═════ Supplied text ═════
Engineer Spotlight: Cortland Biomedical’s José Nuñez Discusses Innovative Advancements in Biomedical Textile Development

Cortland Biomedical Engineering Manager José Nuñez discusses how the capabilities of the biomedical textile industry have evolved during his 30+ years in the field.

Can you tell us about your background?

I joined Cortland Biomedical this year, bringing over 40 years of textile engineering experience, including pivotal roles with industry giants like Boston Scientific, Acorn, Spineology, and Bard. With a bachelor’s degree from Philadelphia College of Textiles and Sciences, I aim to enhance our New Product Development team’s expertise.

My professional journey started in regular textiles, working with wedding dresses, uniforms and other garments. In search of new and better opportunities, I transitioned to the medical industry in 1987, focusing on knitting and weaving development for medical applications.  Back in the mid-90s, using an early version of an electronic loom, I worked on the first endovascular/aortic grafts that were implanted using catheters. This enabled an alternative to traditional open-heart surgery. Interestingly, some of my peers on that project are now my colleagues again at Cortland Biomedical!
═════ Dataset content ═════
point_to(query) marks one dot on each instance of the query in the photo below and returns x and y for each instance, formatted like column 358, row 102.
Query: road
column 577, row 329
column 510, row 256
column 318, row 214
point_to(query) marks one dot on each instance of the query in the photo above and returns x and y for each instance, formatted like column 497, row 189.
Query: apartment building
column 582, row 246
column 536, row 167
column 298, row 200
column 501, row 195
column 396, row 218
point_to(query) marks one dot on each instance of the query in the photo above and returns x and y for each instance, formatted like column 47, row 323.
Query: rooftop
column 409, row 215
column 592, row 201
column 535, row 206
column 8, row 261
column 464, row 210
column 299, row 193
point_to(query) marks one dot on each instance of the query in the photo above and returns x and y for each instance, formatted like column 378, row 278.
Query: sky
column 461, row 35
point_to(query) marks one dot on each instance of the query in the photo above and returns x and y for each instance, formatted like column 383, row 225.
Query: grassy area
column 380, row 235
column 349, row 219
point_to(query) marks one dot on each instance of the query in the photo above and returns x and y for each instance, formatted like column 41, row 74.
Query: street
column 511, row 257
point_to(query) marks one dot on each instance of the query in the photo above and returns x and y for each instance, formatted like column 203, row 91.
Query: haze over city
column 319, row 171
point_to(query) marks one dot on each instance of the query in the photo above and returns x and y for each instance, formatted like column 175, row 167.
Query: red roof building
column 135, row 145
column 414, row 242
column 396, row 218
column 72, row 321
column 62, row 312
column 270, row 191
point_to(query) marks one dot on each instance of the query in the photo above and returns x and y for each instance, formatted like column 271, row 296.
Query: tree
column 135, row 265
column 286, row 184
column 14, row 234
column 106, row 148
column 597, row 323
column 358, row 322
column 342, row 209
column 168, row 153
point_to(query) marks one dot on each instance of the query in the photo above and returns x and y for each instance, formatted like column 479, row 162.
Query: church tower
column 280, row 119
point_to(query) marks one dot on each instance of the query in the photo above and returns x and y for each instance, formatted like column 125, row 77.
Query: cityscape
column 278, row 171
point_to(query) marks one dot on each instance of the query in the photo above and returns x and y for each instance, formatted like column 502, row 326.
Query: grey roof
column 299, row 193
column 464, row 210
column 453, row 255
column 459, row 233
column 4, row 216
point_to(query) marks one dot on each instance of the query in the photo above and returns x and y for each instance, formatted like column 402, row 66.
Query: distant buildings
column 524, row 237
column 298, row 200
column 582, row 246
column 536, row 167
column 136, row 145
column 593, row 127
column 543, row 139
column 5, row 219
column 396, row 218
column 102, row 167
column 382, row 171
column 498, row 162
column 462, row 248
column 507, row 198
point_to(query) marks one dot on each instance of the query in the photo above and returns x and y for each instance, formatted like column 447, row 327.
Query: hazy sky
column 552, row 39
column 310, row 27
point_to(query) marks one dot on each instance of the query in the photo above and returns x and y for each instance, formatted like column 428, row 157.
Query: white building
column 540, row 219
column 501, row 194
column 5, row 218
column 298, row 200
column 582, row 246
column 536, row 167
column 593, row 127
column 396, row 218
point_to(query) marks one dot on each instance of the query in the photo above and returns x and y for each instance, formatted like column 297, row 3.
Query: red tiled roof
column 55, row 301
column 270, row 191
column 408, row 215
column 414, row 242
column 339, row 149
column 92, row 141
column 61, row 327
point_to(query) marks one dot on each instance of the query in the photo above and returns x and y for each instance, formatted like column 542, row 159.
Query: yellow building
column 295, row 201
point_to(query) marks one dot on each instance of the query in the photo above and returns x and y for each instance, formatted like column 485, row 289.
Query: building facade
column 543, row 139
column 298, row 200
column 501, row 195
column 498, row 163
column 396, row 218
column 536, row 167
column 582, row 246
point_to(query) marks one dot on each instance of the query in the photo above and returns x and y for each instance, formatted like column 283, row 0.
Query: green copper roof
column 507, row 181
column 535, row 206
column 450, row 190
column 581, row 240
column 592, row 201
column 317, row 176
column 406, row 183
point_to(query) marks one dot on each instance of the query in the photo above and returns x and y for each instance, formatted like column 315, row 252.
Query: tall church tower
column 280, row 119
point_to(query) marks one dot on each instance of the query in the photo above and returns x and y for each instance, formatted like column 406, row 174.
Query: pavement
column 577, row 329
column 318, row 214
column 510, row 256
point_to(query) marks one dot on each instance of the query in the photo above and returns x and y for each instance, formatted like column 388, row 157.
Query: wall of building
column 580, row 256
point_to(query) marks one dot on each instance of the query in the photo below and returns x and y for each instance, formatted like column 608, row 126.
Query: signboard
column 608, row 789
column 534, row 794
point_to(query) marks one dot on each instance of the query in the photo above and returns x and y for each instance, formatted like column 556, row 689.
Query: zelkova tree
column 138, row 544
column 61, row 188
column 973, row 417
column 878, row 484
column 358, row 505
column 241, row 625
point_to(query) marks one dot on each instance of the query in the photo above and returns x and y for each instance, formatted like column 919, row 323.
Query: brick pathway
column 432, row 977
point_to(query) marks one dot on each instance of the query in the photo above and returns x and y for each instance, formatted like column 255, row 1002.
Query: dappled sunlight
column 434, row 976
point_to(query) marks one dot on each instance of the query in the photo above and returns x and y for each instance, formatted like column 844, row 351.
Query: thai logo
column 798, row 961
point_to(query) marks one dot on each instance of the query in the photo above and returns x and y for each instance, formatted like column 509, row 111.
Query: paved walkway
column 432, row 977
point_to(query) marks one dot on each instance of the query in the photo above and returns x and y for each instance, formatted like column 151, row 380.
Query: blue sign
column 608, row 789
═════
_Things to do_
A: Transcribe the portion of the engineer spotlight interview between "Engineer Spotlight: Cortland" and "Development team’s expertise.", inclusive.
B: According to the engineer spotlight interview, in what year did José Nuñez move into the medical industry?
C: Translate this sentence from the engineer spotlight interview into Spanish: "My professional journey started in regular textiles, working with wedding dresses, uniforms and other garments."

_Replies_
A:
Engineer Spotlight: Cortland Biomedical’s José Nuñez Discusses Innovative Advancements in Biomedical Textile Development

Cortland Biomedical Engineering Manager José Nuñez discusses how the capabilities of the biomedical textile industry have evolved during his 30+ years in the field.

Can you tell us about your background?

I joined Cortland Biomedical this year, bringing over 40 years of textile engineering experience, including pivotal roles with industry giants like Boston Scientific, Acorn, Spineology, and Bard. With a bachelor’s degree from Philadelphia College of Textiles and Sciences, I aim to enhance our New Product Development team’s expertise.

B: 1987

C: Mi trayectoria profesional comenzó en los textiles convencionales, trabajando con vestidos de novia, uniformes y otras prendas.